::: SOURCE EXTRACT :::

From d2c6759e7f7f6853b901eb224e5d655aaf929238 Mon Sep 17 00:00:00 2001
From: Tristan Zajonc <tristanz@gmail.com>
Date: Wed, 23 Jul 2025 16:25:33 -0700
Subject: [PATCH] fix: use import stubs to prevent MLX doctest collection
 failures (#2536)
MIME-Version: 1.0
Content-Type: text/plain; charset=UTF-8
Content-Transfer-Encoding: 8bit

## Summary
- Add `create_import_stub()` helper to `embeddings/utils.py` for
handling optional dependencies
- Fix MLX doctest collection failures by using import stubs in
`gte_mlx_model.py`
- Module now imports successfully for doctest collection even when MLX
is not installed

## Changes
- **New utility function**: `create_import_stub()` creates placeholder
objects that allow class inheritance but raise helpful errors when used
- **Updated MLX model**: Uses import stubs instead of direct imports
that fail immediately
- **Graceful degradation**: Clear error messages when MLX functionality
is accessed without MLX installed

## Test Results
- ✅ `pytest --doctest-modules python/lancedb` now passes (with and
without MLX installed)

::: RECORD EXTRACTS :::

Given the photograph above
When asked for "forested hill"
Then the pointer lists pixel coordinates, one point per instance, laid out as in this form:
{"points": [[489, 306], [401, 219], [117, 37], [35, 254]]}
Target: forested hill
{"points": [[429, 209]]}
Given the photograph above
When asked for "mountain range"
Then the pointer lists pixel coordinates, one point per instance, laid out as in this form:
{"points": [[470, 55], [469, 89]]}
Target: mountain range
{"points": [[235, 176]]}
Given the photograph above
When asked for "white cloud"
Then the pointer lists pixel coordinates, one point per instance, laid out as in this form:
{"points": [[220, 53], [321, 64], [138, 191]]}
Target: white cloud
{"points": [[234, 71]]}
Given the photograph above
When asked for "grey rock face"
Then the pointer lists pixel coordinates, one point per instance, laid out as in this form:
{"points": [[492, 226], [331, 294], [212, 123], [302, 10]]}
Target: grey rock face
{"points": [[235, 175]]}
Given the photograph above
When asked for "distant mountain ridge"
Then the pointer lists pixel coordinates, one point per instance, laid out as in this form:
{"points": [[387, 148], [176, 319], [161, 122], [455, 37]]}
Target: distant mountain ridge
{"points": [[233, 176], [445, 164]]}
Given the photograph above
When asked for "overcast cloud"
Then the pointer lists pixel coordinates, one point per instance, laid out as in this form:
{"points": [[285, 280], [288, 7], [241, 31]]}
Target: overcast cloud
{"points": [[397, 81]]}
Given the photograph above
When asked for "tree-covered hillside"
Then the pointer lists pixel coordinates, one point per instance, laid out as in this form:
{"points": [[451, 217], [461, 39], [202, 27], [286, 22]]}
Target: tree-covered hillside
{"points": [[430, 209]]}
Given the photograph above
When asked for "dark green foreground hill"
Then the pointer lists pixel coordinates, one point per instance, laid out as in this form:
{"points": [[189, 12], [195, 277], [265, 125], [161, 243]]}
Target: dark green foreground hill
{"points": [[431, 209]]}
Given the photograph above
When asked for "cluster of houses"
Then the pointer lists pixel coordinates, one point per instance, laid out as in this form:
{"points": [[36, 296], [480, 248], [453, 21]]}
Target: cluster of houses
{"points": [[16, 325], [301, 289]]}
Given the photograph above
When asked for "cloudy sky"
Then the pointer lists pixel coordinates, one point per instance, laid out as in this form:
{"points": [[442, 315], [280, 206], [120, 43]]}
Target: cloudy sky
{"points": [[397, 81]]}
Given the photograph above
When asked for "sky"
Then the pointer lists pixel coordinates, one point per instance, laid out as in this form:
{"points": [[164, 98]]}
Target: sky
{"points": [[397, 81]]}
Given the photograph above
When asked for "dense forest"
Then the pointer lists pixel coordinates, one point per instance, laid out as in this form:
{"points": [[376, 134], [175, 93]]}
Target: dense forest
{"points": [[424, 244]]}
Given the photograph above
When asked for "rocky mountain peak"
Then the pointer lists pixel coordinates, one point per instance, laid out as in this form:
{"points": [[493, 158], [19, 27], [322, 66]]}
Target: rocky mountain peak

:::

__TASK 1__
Answer from the MLX doctest patch:
(a) Which file receives the new `create_import_stub()` helper?
(b) What do the placeholder objects created by that helper allow, and what do they do when used?
(c) Which command is reported as now passing?
__TASK 2__
Carry on the MLX doctest patch from its final line.

__WRITTEN REPLY 1__
(a) `embeddings/utils.py`
(b) They allow class inheritance and raise helpful errors when used.
(c) `pytest --doctest-modules python/lancedb`, with and without MLX installed.

__WRITTEN REPLY 2__
- ✅ All existing tests continue to pass
- ✅ MLX functionality works normally when MLX is installed
- ✅ Helpful error messages when MLX functionality is used without MLX
installed

Fixes #2538

---------

Co-authored-by: Will Jones <willjones127@gmail.com>
---
 .../lancedb/embeddings/gte_mlx_model.py       |  7 +++-
 python/python/lancedb/embeddings/utils.py     | 30 +++++++++++++
 python/python/lancedb/query.py                | 42 +++++++++----------
 python/python/tests/test_hybrid_query.py      |  2 +-
 python/python/tests/test_query.py             |  5 ++-
 5 files changed, 60 insertions(+), 26 deletions(-)

diff --git a/python/python/lancedb/embeddings/gte_mlx_model.py b/python/python/lancedb/embeddings/gte_mlx_model.py
index af6f5fbf..b877d5e1 100644
--- a/python/python/lancedb/embeddings/gte_mlx_model.py
+++ b/python/python/lancedb/embeddings/gte_mlx_model.py
@@ -9,11 +9,14 @@ from huggingface_hub import snapshot_download
 from pydantic import BaseModel
 from transformers import BertTokenizer
 
+from .utils import create_import_stub
+
 try:
     import mlx.core as mx
     import mlx.nn as nn
 except ImportError:
-    raise ImportError("You need to install MLX to use this model use - pip install mlx")
+    mx = create_import_stub("mlx.core", "mlx")
+    nn = create_import_stub("mlx.nn", "mlx")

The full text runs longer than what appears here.